The entries that follow should be written out exactly.

===============

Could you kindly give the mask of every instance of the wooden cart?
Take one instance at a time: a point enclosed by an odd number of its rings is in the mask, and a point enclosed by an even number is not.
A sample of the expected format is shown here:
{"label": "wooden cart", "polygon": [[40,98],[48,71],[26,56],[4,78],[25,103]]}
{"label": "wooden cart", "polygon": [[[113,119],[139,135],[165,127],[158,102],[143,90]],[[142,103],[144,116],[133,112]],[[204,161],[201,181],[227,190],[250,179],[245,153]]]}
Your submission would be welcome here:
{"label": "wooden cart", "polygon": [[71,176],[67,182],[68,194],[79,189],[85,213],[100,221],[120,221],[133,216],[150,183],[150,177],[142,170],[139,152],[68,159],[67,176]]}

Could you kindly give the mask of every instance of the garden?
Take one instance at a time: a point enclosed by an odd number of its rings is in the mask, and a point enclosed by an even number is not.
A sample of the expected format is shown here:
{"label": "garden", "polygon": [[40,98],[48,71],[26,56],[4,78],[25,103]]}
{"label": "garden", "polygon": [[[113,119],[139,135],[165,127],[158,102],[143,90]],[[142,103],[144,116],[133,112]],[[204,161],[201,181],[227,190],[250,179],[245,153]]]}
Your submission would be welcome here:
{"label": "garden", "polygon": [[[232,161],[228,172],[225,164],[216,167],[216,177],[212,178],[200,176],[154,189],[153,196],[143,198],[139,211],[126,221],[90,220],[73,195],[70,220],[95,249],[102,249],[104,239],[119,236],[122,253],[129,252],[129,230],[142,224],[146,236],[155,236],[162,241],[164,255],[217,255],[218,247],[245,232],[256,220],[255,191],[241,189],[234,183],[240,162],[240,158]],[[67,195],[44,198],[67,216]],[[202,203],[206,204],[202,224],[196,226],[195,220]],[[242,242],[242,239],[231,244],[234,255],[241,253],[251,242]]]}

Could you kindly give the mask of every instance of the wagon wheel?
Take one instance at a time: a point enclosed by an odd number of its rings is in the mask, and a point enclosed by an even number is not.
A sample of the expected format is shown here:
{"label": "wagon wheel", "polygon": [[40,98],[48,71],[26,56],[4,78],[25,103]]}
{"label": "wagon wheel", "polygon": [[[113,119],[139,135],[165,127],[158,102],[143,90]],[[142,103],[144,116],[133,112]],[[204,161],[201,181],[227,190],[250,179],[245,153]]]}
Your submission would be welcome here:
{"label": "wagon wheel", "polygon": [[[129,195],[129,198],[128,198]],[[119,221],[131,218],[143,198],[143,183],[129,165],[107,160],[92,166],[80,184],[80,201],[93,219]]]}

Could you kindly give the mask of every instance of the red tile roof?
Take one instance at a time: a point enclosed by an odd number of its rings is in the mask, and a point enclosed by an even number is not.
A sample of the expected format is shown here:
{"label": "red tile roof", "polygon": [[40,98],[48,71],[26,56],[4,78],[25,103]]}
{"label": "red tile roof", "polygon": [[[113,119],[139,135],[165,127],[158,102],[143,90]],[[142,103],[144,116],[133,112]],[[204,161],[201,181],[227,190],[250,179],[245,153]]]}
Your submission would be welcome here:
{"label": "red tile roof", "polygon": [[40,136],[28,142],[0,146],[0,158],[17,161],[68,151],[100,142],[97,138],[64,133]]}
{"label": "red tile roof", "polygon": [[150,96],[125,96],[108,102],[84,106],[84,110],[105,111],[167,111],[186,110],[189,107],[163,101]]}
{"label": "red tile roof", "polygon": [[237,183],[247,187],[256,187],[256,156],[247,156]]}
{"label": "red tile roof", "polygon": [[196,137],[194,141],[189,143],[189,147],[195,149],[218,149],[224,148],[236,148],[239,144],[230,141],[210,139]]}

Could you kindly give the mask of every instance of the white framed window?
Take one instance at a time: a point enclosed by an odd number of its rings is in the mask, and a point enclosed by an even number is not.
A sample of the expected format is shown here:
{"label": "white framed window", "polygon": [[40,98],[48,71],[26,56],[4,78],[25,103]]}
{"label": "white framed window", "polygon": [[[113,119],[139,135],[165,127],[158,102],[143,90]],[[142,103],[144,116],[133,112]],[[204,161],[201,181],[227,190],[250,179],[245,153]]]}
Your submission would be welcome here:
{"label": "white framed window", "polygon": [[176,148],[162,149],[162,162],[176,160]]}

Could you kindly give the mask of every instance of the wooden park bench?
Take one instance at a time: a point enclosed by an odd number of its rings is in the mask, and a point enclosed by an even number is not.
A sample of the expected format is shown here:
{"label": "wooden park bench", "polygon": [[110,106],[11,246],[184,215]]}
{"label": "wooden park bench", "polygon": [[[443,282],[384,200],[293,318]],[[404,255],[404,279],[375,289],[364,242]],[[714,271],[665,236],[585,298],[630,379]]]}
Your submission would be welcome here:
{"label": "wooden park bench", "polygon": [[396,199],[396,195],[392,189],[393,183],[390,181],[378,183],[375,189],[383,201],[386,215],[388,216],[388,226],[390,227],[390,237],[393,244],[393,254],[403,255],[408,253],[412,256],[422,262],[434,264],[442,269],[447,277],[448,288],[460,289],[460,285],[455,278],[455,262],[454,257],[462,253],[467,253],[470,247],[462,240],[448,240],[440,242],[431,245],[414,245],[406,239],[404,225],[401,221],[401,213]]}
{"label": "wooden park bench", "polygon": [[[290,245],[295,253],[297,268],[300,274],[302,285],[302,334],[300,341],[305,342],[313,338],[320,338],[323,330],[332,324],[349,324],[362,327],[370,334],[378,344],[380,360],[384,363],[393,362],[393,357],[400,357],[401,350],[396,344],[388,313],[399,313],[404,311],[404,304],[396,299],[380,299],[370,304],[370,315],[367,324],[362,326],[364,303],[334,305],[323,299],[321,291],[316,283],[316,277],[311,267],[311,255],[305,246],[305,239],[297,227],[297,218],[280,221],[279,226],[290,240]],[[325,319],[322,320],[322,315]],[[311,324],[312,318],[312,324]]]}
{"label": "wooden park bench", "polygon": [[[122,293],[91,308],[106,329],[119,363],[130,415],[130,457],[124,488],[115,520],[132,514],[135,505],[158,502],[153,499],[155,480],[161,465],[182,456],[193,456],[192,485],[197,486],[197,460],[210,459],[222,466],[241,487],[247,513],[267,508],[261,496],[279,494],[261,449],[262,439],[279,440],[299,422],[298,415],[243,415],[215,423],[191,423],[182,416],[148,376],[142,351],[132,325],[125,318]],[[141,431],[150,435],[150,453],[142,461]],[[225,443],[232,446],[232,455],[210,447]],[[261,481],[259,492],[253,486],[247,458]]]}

===============

**Reply**
Could you kindly give the mask of every instance of the wooden cart?
Take one instance at a time: a point enclosed by an odd number of its rings is in the mask, and a point enclosed by an even number is not.
A sample of the expected format is shown here:
{"label": "wooden cart", "polygon": [[40,98],[48,71],[26,56],[4,78],[25,103]]}
{"label": "wooden cart", "polygon": [[[113,119],[139,135],[165,127],[158,102],[143,90]],[[142,103],[144,116],[133,112]],[[204,161],[201,181],[227,190],[250,179],[245,153]]]}
Your submission would be welcome here:
{"label": "wooden cart", "polygon": [[71,176],[67,182],[68,194],[79,189],[85,213],[100,221],[120,221],[133,216],[150,183],[150,177],[142,170],[139,152],[68,159],[67,176]]}

Could you kindly give the mask of every instance of the garden?
Take one instance at a time: a point enclosed by an odd number of its rings is in the mask, and a point enclosed by an even number is not.
A sample of the expected format is shown here:
{"label": "garden", "polygon": [[40,98],[48,71],[26,56],[4,78],[25,103]]}
{"label": "garden", "polygon": [[[113,119],[139,135],[165,127],[158,102],[143,90]],[[142,103],[144,116],[133,112]],[[204,161],[201,181],[227,190],[250,179],[245,153]]]}
Your submission would be welcome here:
{"label": "garden", "polygon": [[[232,161],[228,172],[225,164],[216,167],[216,177],[212,178],[200,176],[154,189],[153,196],[143,198],[139,211],[126,221],[90,220],[73,195],[70,220],[95,249],[102,249],[104,239],[119,236],[122,253],[129,252],[129,230],[142,224],[146,236],[155,236],[162,241],[164,255],[217,255],[218,247],[245,232],[256,220],[255,191],[241,189],[234,183],[240,162],[240,158]],[[67,195],[44,198],[67,216]],[[202,203],[206,204],[202,224],[196,226],[195,220]],[[242,242],[242,239],[231,244],[234,255],[241,253],[251,242]]]}

Could you kindly give the mask of every instance of the wagon wheel?
Take one instance at a time: a point enclosed by an odd number of its rings is in the mask, and a point enclosed by an even number is not.
A sample of the expected format is shown here:
{"label": "wagon wheel", "polygon": [[40,98],[48,71],[26,56],[4,78],[25,103]]}
{"label": "wagon wheel", "polygon": [[[113,119],[139,135],[165,127],[158,102],[143,90]],[[142,103],[144,116],[133,112]],[[204,161],[201,181],[227,190],[250,179],[245,153]]]}
Your submission would be welcome here:
{"label": "wagon wheel", "polygon": [[[129,195],[129,198],[128,198]],[[119,221],[131,218],[143,198],[143,183],[129,165],[107,160],[92,166],[80,184],[80,201],[93,219]]]}

Could you kindly give the mask of every instance of the red tile roof?
Take one instance at a time: a point enclosed by an odd number of its rings is in the mask, and a point enclosed by an even number is not.
A sample of the expected format is shown here:
{"label": "red tile roof", "polygon": [[40,98],[48,71],[26,56],[4,78],[25,103]]}
{"label": "red tile roof", "polygon": [[[113,119],[139,135],[165,127],[158,102],[143,90]],[[142,103],[144,116],[133,112]],[[204,161],[201,181],[227,190],[250,179],[245,153]]]}
Your submission would be welcome here:
{"label": "red tile roof", "polygon": [[40,136],[28,142],[0,146],[0,158],[17,161],[68,151],[100,142],[97,138],[64,133]]}
{"label": "red tile roof", "polygon": [[150,96],[125,96],[108,102],[84,106],[84,110],[105,111],[167,111],[186,110],[189,107],[163,101]]}
{"label": "red tile roof", "polygon": [[237,183],[247,187],[256,187],[256,156],[247,156]]}
{"label": "red tile roof", "polygon": [[196,137],[194,141],[189,143],[189,147],[195,149],[218,149],[224,148],[236,148],[239,144],[230,141],[210,139]]}

Could you kindly give the mask of every instance of the white framed window?
Take one instance at a time: a point enclosed by an odd number of its rings is in the mask, and a point enclosed by an even number is not.
A sample of the expected format is shown here:
{"label": "white framed window", "polygon": [[40,98],[48,71],[26,56],[4,78],[25,103]]}
{"label": "white framed window", "polygon": [[[113,119],[139,135],[165,127],[158,102],[143,90]],[[142,103],[144,116],[133,112]],[[204,161],[201,181],[227,190],[250,179],[245,153]]]}
Your submission would be welcome here:
{"label": "white framed window", "polygon": [[176,148],[162,149],[162,162],[176,160]]}

Could you kindly give the mask of every instance of the wooden park bench?
Take one instance at a time: a point enclosed by an odd number of its rings is in the mask, and a point enclosed by an even number is not.
A sample of the expected format is shown here:
{"label": "wooden park bench", "polygon": [[110,106],[11,246],[184,215]]}
{"label": "wooden park bench", "polygon": [[[443,282],[384,200],[293,318]],[[404,255],[404,279],[375,289],[364,242]],[[714,271],[665,236],[585,298],[630,379]]]}
Your submission would be welcome here:
{"label": "wooden park bench", "polygon": [[396,199],[396,195],[392,189],[393,183],[390,181],[378,183],[375,189],[383,201],[386,215],[388,216],[388,226],[390,227],[390,237],[393,244],[393,254],[403,255],[408,253],[412,256],[422,262],[434,264],[442,269],[447,277],[448,288],[460,289],[460,285],[455,278],[455,262],[454,257],[462,253],[467,253],[470,247],[462,240],[448,240],[440,242],[431,245],[414,245],[406,239],[404,225],[401,221],[401,213]]}
{"label": "wooden park bench", "polygon": [[[290,245],[295,253],[297,268],[300,274],[302,285],[302,334],[300,341],[305,342],[313,338],[320,338],[323,330],[332,324],[349,324],[362,327],[370,334],[378,344],[380,360],[384,363],[393,362],[393,357],[400,357],[401,350],[396,344],[388,313],[399,313],[404,311],[404,304],[396,299],[380,299],[370,304],[370,315],[367,324],[362,326],[364,303],[334,305],[323,299],[321,291],[316,283],[316,277],[311,267],[311,255],[305,246],[305,239],[297,227],[297,218],[280,221],[279,226],[290,240]],[[325,319],[322,320],[322,315]],[[311,324],[312,318],[312,324]]]}
{"label": "wooden park bench", "polygon": [[[122,293],[91,308],[106,329],[119,363],[130,415],[130,457],[124,488],[115,520],[132,514],[135,505],[158,502],[153,499],[155,480],[161,465],[182,456],[193,456],[192,485],[197,486],[197,460],[210,459],[222,466],[241,487],[247,513],[267,508],[261,496],[279,494],[261,449],[262,439],[279,440],[299,422],[298,415],[243,415],[215,423],[191,423],[182,416],[148,376],[142,351],[132,325],[125,318]],[[141,431],[150,435],[150,453],[142,461]],[[225,443],[232,446],[232,455],[210,447]],[[261,481],[259,492],[253,486],[247,458]]]}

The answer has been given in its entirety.